Copy the following entries word for word, reproducing every line in its original order.

Point placement records
+++

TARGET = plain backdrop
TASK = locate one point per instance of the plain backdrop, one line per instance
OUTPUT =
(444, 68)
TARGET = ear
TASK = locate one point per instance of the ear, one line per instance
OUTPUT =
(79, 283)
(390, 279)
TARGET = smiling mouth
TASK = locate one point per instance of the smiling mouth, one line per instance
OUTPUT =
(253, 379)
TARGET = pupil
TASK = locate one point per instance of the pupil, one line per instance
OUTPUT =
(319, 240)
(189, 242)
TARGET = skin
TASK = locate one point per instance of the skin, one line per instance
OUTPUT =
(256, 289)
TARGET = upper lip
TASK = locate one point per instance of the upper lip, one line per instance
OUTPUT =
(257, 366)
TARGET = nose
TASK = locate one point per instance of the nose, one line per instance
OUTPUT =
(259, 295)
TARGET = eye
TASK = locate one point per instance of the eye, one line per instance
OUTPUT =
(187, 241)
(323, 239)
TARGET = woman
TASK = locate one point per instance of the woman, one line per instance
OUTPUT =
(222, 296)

+++

__EXPECTED ANSWER__.
TARGET = plain backdrop
TASK = locate one point per instance of the plain backdrop, one line per instance
OUTPUT =
(444, 68)
TARGET = ear
TASK = locate one point per instance of the ear, one line per instance
OUTPUT =
(79, 283)
(390, 279)
TARGET = smiling mouth
TASK = locate one point per instance of the smiling mouth, one line per instance
OUTPUT =
(253, 379)
TARGET = pupil
TASK = locate one point per instance of the pupil, one line per instance
OUTPUT =
(319, 240)
(189, 242)
TARGET = skin
TASK = locate one point per instance of the skin, one line per instance
OUTPUT =
(256, 289)
TARGET = upper lip
TASK = locate one point per instance of the upper lip, one line per instance
OUTPUT =
(257, 366)
TARGET = nose
TASK = locate one point per instance of the nose, one line per instance
OUTPUT =
(259, 295)
TARGET = eye
TASK = locate one point per instance of the eye, one line per instance
OUTPUT =
(187, 241)
(323, 239)
TARGET = woman
TASK = locate one point per instance of the woman, one line per instance
OUTPUT =
(222, 296)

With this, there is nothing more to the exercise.